The Uniform Parentage Act governs the determination of parentage of children who are born of parents that are not married. The Act, in various forms, is implemented in the majority of states. One provision of the act provides that if a man provides semen to a licensed physician, for the purpose of inseminating an unmarried woman, the man is legally barred from claiming parentage of the child who results therefrom.
The original basis for the law was a means to allow both unmarried women and women who were married to men who were infertile to have children without fear that the sperm donor would eventually claim some right to the child. Years ago this was, and today in certain instances remains, a just result. But times have changed, medicine had changed and fertility treatments have become more accessible. At the same time, the fabric of family life has also changed. The law needs to accommodate that. Recently introduced in the California Legislature is Senate Bill 115, a bill necessary to clarify the state of the law when a man provides sperm to an unmarried partner, which would allow sperm donors to pursue parental rights in certain situations. The bill is intended to allow a limited class of fathers, those who have brought the children into their homes, and held the children out as their own, to obtain parentage rights to those children. The bill is necessary in order to protect those children from losing a relationship with their fathers.
Unmarried parents are commonplace in today's society. Often times, unmarried individuals, both straight and gay, will choose to have a child or children together. Like many others, these unmarried individuals sometimes have fertility problems and can only have children using Assisted Reproductive Technology. In many situations, these people go into the process with the best of intentions, that being to co-parent the children that result. In some situations they may not have that intention at the time of conception, but, ultimately both consent to participate in the upbringing of the child. In either situation, the child that results has a relationship with the other parent. Without the modification to the law addressed by SB 115, that relationship is not protected. If the mother who gave birth to the child wishes at any time thereafter to exclude the other parent, the law allows that.
Before alarmists contend that this bill might infringe upon the rights of women who choose to have children as single parents, or the rights of lesbian couples who need donated sperm in order to establish a family, there is one thing that needs to be kept in mind. This bill does not throw open the doors to litigation by any and all sperm donors. It specifically addresses only those men who have a relationship with the child. In those situations only, the bill prevents a mother from being able terminate the father-child relationship at her whim if that child was conceived using fertility procedures administered by a licensed physician.
The bill has to be read in conjunction with existing California statutes on parentage. Notably, California Family Code Section 7611 dictates the circumstances under which a man is presumed to be the father of a child. Subsection (d) gives a man who "receives a child into his home and openly holds out the child as his natural child" parentage status. The intent behind this statute is to allow men to establish parentage regardless of biology when it is in the child's interest to do so because that man has treated the child as his own. Section 7611 does not place any limitation on who it is that may seek such an order. In fact, any man could seek parentage of any child if he can establish that he held the child out and received the child into his home.

Supplied data:
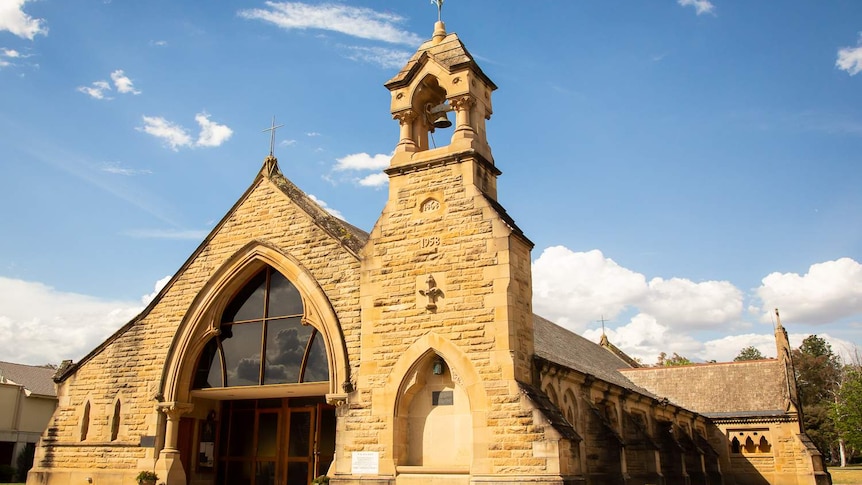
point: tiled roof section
(755, 387)
(34, 379)
(560, 346)
(350, 236)
(449, 53)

Problem: Extend the piece on California Senate Bill 115 and sperm donors' parentage rights, starting after its final sentence about Family Code Section 7611.

Written reply:
Without the passage of SB 115, a conflicting statute, Family Code Section 7613(b), acts to prevent only one specific group of men from being declared the legal father: those that are biological the father of the children. The current state of the law makes an absurdity a reality: if a man donates sperm, and after the fact establishes a relationship with the child with the consent of the child's mother, that man is precluded from establishing legal parentage of his own child. At the same time, if the mother's next door neighbor who has no biological connection to the child establishes a relationship with the child and meets the requirements of Section 7611(d), he is permitted to establish legal parentage. This cannot be what the law intends.
The bill reconciles Sections 7611 and 7613 so that they are consistent. It places California in line with the status of the law in other states. For example, in Colorado, the Supreme Court recognized the problem which SB 115 seeks to address when it rendered its opinion in a case known as Interest of R.C. There, unmarried heterosexual individuals conceived a child using fertility treatments. The court recognized that the legislature had "not considered nor intended to affect the rights of known donors who gave semen to unmarried women for use in artificial insemination with the agreement that the donor would be the father of any child so conceived." The court stated that the father had a right to petition the court to determine whether he had established himself as the parent of the child that resulted. The reality is that unmarried individuals often intend to raise children together. The law should carry out that intent regardless of whether one party decides after the child is born that she has had a change of heart. We don't deny children of divorced parents relationships with both of their parents, and we shouldn't single out children brought into the world by unmarried parents using fertility treatments.
It is important to keep in mind the fact that it is only those men who establish a relationship with a child who would be permitted to seek parentage orders under SB 115. The only way that these men establish such a relationship is with the consent of the biological mother. If the mother does not wish to be faced with a co-parent it is in her power to prevent that from happening. She can either use sperm obtained from an anonymous donor who has waived his rights, or she can refuse to permit a relationship from being established in the first place. It is not the child who should be deprived of a relationship because the child's mother has changed her mind.